**Task**
Use the entries below and reproduce exactly the lines from the one containing "Look at the photo above. For each instance of the large" down to the one containing "white cloud, where", both of them included.

**Data**

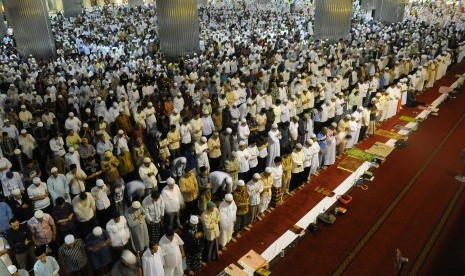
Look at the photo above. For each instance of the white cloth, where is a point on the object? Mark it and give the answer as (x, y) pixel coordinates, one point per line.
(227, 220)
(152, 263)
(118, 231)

...

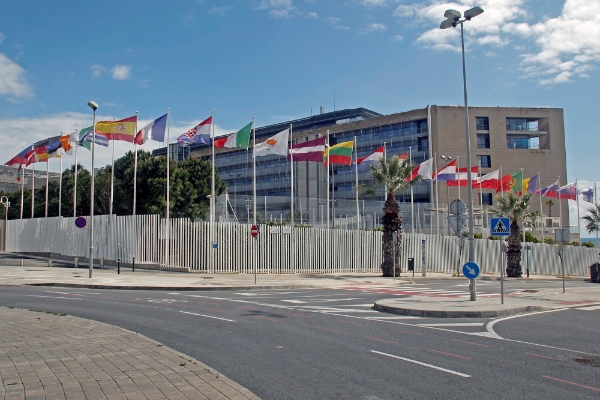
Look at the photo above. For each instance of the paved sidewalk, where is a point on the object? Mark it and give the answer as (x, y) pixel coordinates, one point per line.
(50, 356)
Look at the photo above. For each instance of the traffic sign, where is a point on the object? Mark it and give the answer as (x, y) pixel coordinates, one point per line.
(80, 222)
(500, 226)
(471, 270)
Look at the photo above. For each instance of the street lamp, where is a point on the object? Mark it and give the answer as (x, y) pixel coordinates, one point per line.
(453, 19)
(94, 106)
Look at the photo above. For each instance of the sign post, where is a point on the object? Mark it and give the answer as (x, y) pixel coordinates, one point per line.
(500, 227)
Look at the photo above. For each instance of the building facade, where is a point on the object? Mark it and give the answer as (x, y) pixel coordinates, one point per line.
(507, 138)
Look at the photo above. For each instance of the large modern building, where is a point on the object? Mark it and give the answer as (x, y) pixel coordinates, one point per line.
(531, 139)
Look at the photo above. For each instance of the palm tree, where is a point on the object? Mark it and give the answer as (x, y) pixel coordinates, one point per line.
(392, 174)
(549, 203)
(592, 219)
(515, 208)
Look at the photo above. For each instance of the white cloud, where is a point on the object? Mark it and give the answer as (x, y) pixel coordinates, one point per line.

**Response below**
Look at the photo above. For each instance of the large modern building, where is a point on the object? Mark it and give the answer as (x, y) pixel coordinates, one point per line.
(531, 139)
Look at the photo above. For each instance of the palm tree, where is a point on the object? Mark it and give the answer as (x, y) pixel coordinates, one point per line.
(392, 174)
(549, 203)
(592, 219)
(515, 208)
Look at the photo above. For each instance of the white cloud, where is a point on the object? Mark it and give the answer as (x, y) pixel coordinates, one point per line.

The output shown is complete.